I would add though that I'm very picky about curries. The boy thought his chicken pasanda was delicious!


----------



## colacubes (Dec 30, 2012)

I reviewed up thread.  Was nice but not as good as Khans.  But nice fellas and I wish em luck.


----------



## Thimble Queen (Dec 30, 2012)

nipsla said:


> I reviewed up thread.  Was nice but not as good as Khans.  But nice fellas and I wish em luck.



Yeah def wish them luck. It's great to have the option of a curry on my doorstep


----------



## quimcunx (Dec 31, 2012)

Ethnic food sourcing question: 

Anyone know where I can reliably get ham stock cubes in Brixton?


----------



## quimcunx (Dec 31, 2012)

Not pork stock cubes.


----------



## Orang Utan (Dec 31, 2012)

Pretty much any of the food shops on Electric Avenue IIRC. never had any trouble finding them in Brixton.


----------



## quimcunx (Dec 31, 2012)

Orang Utan said:


> Pretty much any of the food shops on Electric Avenue IIRC. never had any trouble finding them in Brixton.


 
This is going to be like the haggis where people claim they are available everywhere all year round on the basis of buying one once  in January 1987.


----------



## Orang Utan (Dec 31, 2012)

No, I used to buy the whole range of knorr ones frequently. Haven't for about a year or so though. But why would it change? And you can buy haggis all year round from most supermarkets


----------



## quimcunx (Dec 31, 2012)

NO YOU FUCKING CAN'T.


----------



## Orang Utan (Dec 31, 2012)

Well I had some last month! From sainsbury's


----------



## Kanda (Dec 31, 2012)

quimcunx said:


> NO YOU FUCKING CAN'T.


 
I saw one the other day in Tesco on Acre Lane.. thought it was odd. Why would anyone eat it at Christmas? Most Scottish food is based on a dare/bet.


----------



## Onket (Dec 31, 2012)

I've never had a problem buying haggis either. Sorry quimmy.


----------



## Orang Utan (Dec 31, 2012)

they are usually on the top shelf of the cabinet, so maybe Quincy didn't spot them
Damn you autocorrect


----------



## Greebo (Dec 31, 2012)

Orang Utan said:


> they are usually on the top shelf of the cabinet, so maybe Quincy didn't spot them
> Damn you autocorrect


It was moider trying to reach them on that ridiculously high shelf.


----------



## Brixton Hatter (Dec 31, 2012)

editor said:


> That chatroom is a little lively on the eyes!

#### Exercise tasks
A - Print the part of the forum thread that opens with the words containing "I saw one the" and closes with "either. Sorry quimmy.".
B - Render this sentence from the forum thread in Spanish: "Anyone know where I can reliably get ham stock cubes in Brixton?"
C - Write the next stretch of the forum thread about food shopping in Brixton, carrying on from its final line.

#### Supplied entries
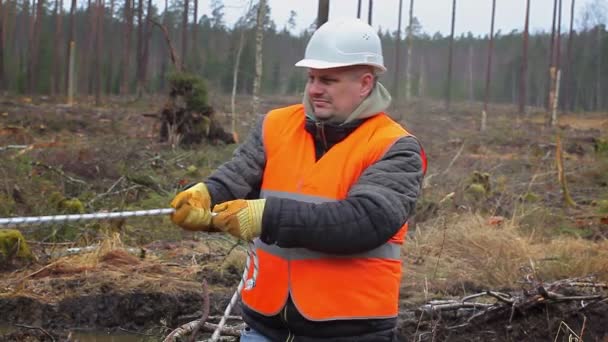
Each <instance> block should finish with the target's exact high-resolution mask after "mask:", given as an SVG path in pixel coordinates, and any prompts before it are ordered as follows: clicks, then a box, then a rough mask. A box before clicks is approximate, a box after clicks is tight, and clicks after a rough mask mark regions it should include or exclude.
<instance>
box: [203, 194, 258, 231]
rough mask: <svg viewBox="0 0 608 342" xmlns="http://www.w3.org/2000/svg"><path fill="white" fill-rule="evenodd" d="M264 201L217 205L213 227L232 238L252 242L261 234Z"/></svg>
mask: <svg viewBox="0 0 608 342" xmlns="http://www.w3.org/2000/svg"><path fill="white" fill-rule="evenodd" d="M265 204H266V200H265V199H259V200H235V201H228V202H224V203H221V204H217V205H216V206H215V207H213V212H214V213H217V215H215V216H214V217H213V227H214V228H216V229H218V230H221V231H224V232H226V233H229V234H231V235H232V236H234V237H236V238H239V239H243V240H245V241H252V240H253V239H255V238H256V237H258V236H260V234H261V233H262V215H263V214H264V205H265Z"/></svg>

#### Answer list
A -
I saw one the other day in Tesco on Acre Lane.. thought it was odd. Why would anyone eat it at Christmas? Most Scottish food is based on a dare/bet.


----------



## Onket (Dec 31, 2012)

I've never had a problem buying haggis either. Sorry quimmy.

B - ¿Alguien sabe dónde puedo conseguir de forma fiable cubitos de caldo de jamón en Brixton?

C -
Yeah, a relic from the early days which is still going....it's functional but basic! One of the reasons the radio station has been kept going so long (15-16 years) is the costs are small/non-existent. Unfortunately that means a few old bells and some ancient whistles!


----------



## Orang Utan (Dec 31, 2012)

Avoid Tesco this afternoon. Queues all the way up the aisles.
And well done to those of you who don't use evil Tesco anyway. 
You can sit at home and polish your haloes.


----------



## Mrs Magpie (Dec 31, 2012)

For future reference, haggis lovers. It freezes well.


----------



## quimcunx (Dec 31, 2012)

I know it freezes well, but I get into trouble from OU when I buy all the haggis (when it is available for a week or so in January).

Anyway MASSIVE SURPRISE - no ham stock cubes in any shop on Electric Avenue.

And it seems no one knowledgeable has turned up since this morning.

Tesco had ham stock cubes once, about 12 years ago.

Wing Tai came closest with pork stock cubes.


----------



## Mrs Magpie (Dec 31, 2012)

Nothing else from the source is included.